-- Records excerpted from a collection --
☆ ☆ ☆

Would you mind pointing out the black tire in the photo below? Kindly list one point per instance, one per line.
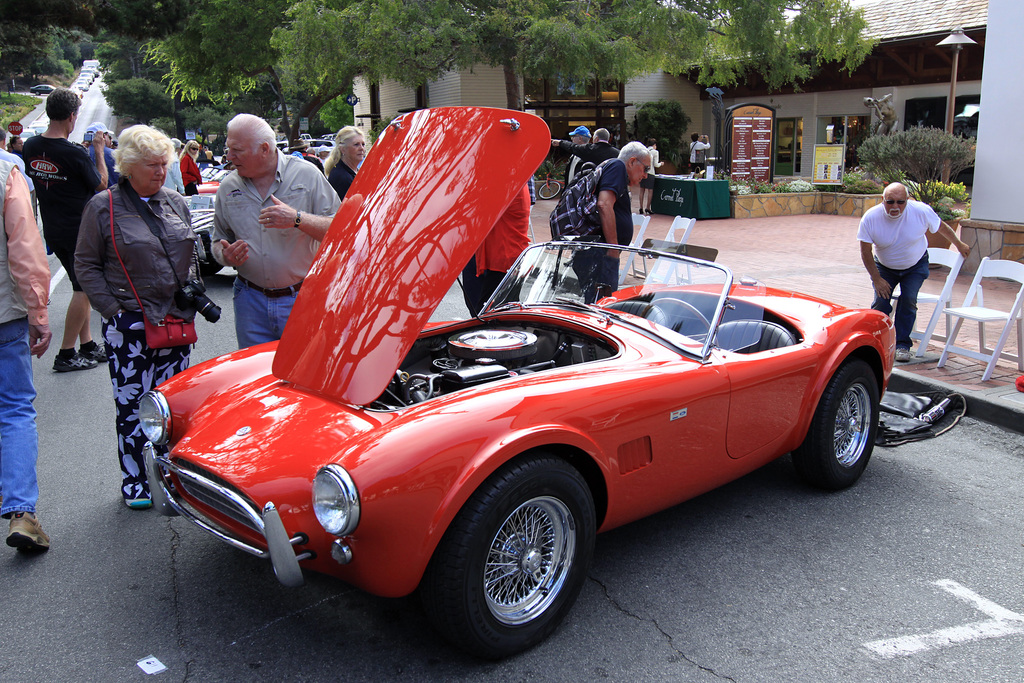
(538, 498)
(841, 438)
(549, 189)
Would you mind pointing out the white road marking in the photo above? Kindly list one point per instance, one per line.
(1004, 623)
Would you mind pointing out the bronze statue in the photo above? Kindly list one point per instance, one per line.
(886, 113)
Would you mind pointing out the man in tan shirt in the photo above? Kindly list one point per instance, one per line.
(24, 332)
(271, 213)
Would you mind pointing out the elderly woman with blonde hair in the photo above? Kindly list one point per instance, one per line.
(135, 251)
(349, 150)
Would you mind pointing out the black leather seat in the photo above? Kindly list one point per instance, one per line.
(753, 336)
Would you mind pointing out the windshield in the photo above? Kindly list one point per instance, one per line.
(679, 298)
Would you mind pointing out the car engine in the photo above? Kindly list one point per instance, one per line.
(444, 363)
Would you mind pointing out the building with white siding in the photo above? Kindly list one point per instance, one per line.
(907, 65)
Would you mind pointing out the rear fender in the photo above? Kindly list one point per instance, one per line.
(872, 345)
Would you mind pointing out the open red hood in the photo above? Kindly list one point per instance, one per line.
(426, 197)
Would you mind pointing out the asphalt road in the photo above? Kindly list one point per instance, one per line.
(762, 580)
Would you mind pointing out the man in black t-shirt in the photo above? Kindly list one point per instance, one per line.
(66, 179)
(598, 268)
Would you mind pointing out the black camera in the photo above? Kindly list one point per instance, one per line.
(193, 295)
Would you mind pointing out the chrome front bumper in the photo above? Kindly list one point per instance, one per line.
(280, 548)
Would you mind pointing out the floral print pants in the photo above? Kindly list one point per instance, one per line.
(135, 369)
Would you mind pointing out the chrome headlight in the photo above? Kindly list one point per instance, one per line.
(336, 501)
(155, 417)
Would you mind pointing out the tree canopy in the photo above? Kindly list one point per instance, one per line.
(309, 51)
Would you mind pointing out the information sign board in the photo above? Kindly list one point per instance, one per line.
(753, 126)
(828, 161)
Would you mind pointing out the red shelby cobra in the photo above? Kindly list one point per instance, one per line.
(476, 460)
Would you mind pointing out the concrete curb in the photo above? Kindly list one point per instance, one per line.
(987, 409)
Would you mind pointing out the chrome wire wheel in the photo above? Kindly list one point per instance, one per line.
(528, 560)
(852, 425)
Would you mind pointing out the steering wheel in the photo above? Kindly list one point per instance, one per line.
(680, 311)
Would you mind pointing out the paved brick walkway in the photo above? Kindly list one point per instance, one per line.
(820, 255)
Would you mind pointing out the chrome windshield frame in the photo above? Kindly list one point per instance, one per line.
(535, 265)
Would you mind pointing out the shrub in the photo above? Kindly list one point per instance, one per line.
(923, 154)
(953, 190)
(799, 186)
(666, 121)
(861, 186)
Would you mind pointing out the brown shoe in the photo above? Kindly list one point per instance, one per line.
(26, 532)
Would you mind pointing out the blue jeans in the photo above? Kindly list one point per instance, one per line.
(259, 318)
(909, 281)
(18, 438)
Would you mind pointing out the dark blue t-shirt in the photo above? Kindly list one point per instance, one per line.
(66, 179)
(613, 178)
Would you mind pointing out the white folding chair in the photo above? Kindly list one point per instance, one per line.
(678, 222)
(639, 227)
(952, 260)
(974, 309)
(687, 226)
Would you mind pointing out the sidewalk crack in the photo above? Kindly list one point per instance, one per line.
(653, 622)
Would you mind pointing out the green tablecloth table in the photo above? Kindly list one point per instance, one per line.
(693, 199)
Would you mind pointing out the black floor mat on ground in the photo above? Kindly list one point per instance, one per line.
(906, 417)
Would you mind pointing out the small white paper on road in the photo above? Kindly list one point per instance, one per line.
(151, 665)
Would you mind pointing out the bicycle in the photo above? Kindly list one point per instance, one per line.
(550, 188)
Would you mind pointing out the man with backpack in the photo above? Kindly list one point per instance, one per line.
(597, 209)
(698, 153)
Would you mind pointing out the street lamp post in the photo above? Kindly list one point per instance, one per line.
(956, 40)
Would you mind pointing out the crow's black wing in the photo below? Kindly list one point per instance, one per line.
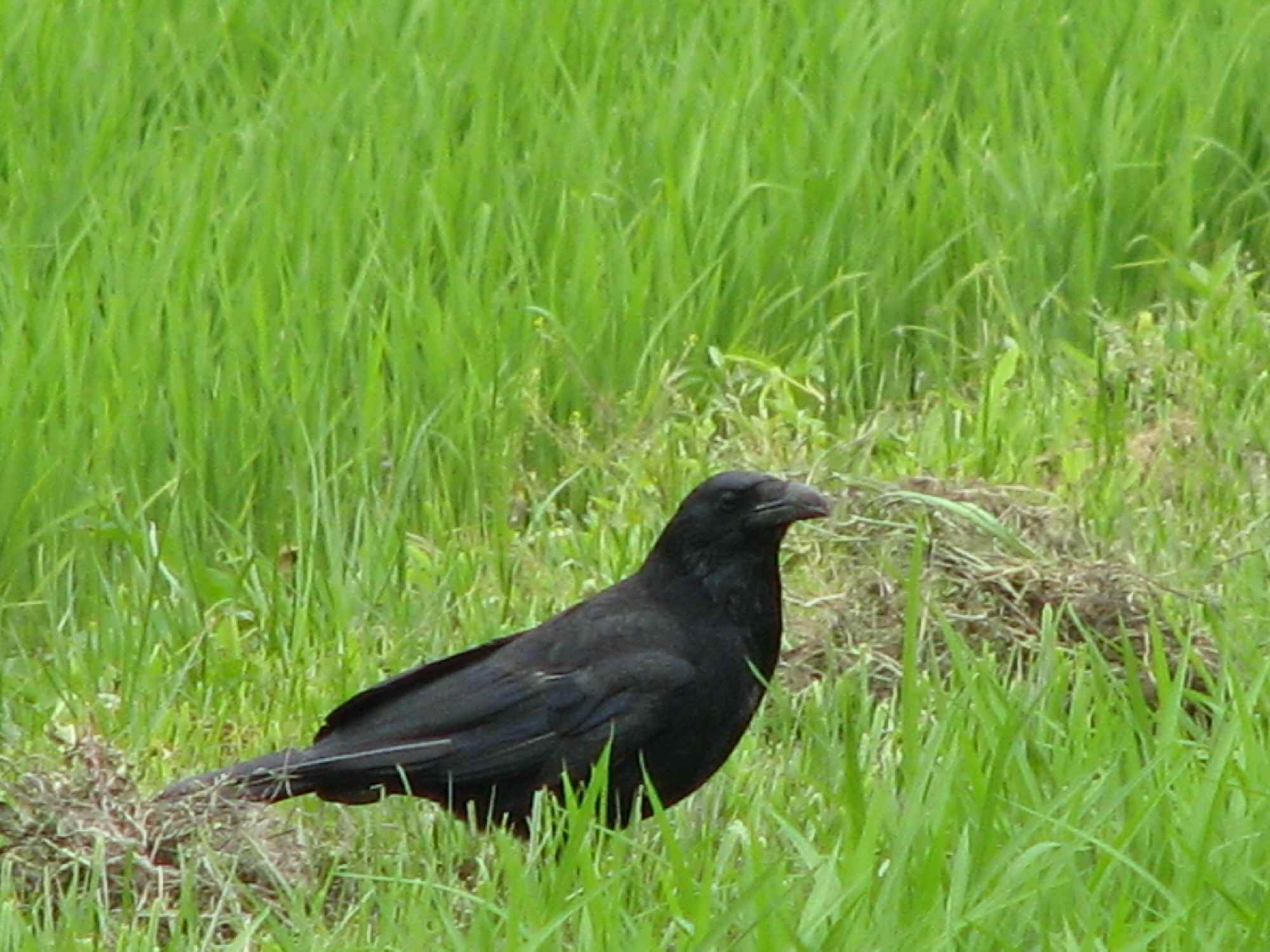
(496, 715)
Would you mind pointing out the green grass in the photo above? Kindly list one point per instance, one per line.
(459, 300)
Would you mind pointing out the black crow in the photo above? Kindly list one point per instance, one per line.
(666, 668)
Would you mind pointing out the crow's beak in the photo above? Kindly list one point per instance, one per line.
(787, 503)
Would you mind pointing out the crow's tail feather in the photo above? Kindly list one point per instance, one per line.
(262, 780)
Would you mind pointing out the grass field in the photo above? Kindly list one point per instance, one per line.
(337, 337)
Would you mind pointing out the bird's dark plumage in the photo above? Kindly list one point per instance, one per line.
(667, 666)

☆ ☆ ☆

-- About this task --
Every line from the one containing "Would you mind pointing out the green grass" through the end of the data must be repeated exactly, and no other line.

-- Output for this task --
Would you mind pointing out the green grass in the photo above? Kindly list one point per instance, one per line.
(459, 300)
Would you mind pointing out the black crow in the photo above? Kindly list one point per instance, one per line.
(666, 668)
Would you mind pointing out the crow's beak in the photo above? Kindly list one point per instance, one per line.
(787, 503)
Would you mind pointing out the crow's tail feather in the photo above? Kindly list one point per instance, one per line.
(262, 780)
Would you mind pointing out the grass field in the photo above? Kindly list one point per instance, one per line.
(337, 337)
Would you mind pointing out the bird's dark plumage in the photo above? Kindly list one point per instance, one per line.
(667, 666)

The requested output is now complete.